• Texte extrait
Quand vous avez débuté le cyclisme, n’avez-vous pas encore été plus impressionné par ses victoires ?
"Évidemment. Ce qui m’a vraiment frappé, c’est le palmarès, l’accumulation et la qualité des victoires. Moi qui éprouvais des difficultés à conclure."
Une de ses multiples qualités de coureur que vous auriez aimé avoir ?
"J’hésite entre le sprint qui m’aurait permis de gagner plus de course et son talent de rouleur contre-la-montre. Je sprintais comme un fer à repasser comme on dit et, en chrono, je m’ennuyais."
A contrario, une qualité sur le vélo que vous avez et qu’il ne possédait pas ?
"Ce serait prétentieux mais j’étais plus fort que lui dans les descentes. Quand il me suivait, il disait souvent que j’étais fou."
Impossible de comparer vos palmarès mais vous avez quand même décroché une médaille de bronze aux J.O. d’Athènes en 2004 et lui pas…
"Ne comparons pas. À l’époque, il fallait être amateur pour y participer. Sinon, il aurait gagné plusieurs médailles en chrono et sur route. Néanmoins, la reconnaissance est internationale. Tous les jeunes rêvent d’être un jour sur le podium des J.O. Au Canada, c’est mon seul résultat qui compte."
À propos du Canada, pourquoi avoir choisi l’exil à l’autre bout du monde après votre carrière car vos parents souffrent de l’éloignement ?

• Entrées extraites
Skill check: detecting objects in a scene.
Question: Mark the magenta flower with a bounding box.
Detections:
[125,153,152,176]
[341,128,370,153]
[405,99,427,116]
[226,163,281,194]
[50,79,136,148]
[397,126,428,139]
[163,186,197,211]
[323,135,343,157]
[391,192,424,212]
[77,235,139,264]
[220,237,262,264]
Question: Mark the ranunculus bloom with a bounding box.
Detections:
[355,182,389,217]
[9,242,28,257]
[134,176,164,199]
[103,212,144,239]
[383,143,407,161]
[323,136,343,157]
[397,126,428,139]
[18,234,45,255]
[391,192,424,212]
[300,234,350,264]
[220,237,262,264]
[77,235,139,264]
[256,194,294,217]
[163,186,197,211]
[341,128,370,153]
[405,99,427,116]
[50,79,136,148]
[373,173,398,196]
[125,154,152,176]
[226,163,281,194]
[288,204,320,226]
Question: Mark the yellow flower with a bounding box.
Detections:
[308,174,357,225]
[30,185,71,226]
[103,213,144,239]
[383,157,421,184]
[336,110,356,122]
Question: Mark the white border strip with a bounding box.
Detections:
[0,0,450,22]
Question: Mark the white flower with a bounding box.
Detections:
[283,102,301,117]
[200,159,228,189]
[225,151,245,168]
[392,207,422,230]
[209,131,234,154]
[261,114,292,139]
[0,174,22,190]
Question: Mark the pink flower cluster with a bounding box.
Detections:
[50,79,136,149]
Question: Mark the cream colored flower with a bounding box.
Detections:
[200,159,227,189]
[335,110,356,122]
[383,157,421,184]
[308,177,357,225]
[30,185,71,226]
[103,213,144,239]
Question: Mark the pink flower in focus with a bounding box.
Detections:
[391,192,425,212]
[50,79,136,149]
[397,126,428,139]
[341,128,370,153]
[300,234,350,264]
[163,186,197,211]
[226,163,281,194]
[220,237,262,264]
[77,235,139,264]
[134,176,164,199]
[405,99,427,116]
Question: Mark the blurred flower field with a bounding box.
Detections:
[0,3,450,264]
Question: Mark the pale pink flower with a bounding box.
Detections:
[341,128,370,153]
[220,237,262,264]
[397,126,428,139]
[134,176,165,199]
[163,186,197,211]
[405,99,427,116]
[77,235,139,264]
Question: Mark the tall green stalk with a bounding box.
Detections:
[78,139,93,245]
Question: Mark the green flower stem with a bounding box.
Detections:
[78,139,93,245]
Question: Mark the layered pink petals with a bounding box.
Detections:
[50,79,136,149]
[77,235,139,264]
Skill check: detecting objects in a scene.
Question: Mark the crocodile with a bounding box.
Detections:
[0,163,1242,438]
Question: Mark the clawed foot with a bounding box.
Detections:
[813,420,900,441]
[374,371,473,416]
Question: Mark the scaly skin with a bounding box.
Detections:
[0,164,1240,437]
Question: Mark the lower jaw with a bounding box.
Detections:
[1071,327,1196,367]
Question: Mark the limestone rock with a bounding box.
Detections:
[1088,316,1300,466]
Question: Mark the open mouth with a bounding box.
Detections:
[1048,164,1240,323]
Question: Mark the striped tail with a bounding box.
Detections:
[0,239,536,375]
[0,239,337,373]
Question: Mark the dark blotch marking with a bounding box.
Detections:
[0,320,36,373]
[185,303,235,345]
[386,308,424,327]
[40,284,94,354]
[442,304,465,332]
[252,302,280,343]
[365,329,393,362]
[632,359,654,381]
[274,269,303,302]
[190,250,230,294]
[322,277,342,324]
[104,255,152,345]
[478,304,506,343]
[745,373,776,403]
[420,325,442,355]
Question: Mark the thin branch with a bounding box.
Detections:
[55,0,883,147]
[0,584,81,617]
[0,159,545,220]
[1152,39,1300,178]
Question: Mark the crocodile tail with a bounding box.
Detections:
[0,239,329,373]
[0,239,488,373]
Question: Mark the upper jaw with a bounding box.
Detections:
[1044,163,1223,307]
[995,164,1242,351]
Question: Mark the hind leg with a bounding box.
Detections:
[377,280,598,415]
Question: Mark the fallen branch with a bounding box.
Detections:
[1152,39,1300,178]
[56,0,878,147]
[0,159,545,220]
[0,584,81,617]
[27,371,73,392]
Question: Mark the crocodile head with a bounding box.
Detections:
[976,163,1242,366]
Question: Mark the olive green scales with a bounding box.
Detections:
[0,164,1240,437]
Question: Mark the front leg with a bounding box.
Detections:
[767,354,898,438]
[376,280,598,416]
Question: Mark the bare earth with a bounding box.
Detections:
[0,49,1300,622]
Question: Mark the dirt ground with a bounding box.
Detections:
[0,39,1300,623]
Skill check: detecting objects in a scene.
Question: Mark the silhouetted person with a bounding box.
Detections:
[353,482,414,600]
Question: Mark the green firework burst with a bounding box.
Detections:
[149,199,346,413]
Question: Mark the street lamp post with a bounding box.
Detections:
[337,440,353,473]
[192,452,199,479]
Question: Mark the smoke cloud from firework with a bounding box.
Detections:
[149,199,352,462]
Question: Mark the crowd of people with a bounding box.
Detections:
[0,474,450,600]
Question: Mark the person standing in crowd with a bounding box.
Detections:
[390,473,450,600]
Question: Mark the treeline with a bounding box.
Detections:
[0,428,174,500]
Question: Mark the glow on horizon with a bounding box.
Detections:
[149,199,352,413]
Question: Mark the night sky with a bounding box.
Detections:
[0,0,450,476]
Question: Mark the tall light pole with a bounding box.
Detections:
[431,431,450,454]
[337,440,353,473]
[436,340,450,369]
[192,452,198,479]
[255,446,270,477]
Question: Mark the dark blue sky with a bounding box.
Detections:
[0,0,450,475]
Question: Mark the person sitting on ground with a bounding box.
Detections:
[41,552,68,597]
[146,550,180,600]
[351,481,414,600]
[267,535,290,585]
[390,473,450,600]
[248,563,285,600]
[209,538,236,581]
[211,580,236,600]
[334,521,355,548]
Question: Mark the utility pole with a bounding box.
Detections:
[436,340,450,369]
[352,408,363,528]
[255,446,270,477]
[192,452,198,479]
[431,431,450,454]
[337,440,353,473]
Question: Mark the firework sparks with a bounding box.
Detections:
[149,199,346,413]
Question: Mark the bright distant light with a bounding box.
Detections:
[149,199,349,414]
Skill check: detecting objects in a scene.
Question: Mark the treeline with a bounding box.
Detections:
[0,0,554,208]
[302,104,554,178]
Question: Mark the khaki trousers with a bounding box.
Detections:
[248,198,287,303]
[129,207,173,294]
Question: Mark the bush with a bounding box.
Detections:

• Consigne
Recopiez tel quel le passage de l'entretien qui s'ouvre sur les mots « Quand vous avez » et s'achève sur « possédait pas ? ».

• Réponse correcte
Quand vous avez débuté le cyclisme, n’avez-vous pas encore été plus impressionné par ses victoires ?
"Évidemment. Ce qui m’a vraiment frappé, c’est le palmarès, l’accumulation et la qualité des victoires. Moi qui éprouvais des difficultés à conclure."
Une de ses multiples qualités de coureur que vous auriez aimé avoir ?
"J’hésite entre le sprint qui m’aurait permis de gagner plus de course et son talent de rouleur contre-la-montre. Je sprintais comme un fer à repasser comme on dit et, en chrono, je m’ennuyais."
A contrario, une qualité sur le vélo que vous avez et qu’il ne possédait pas ?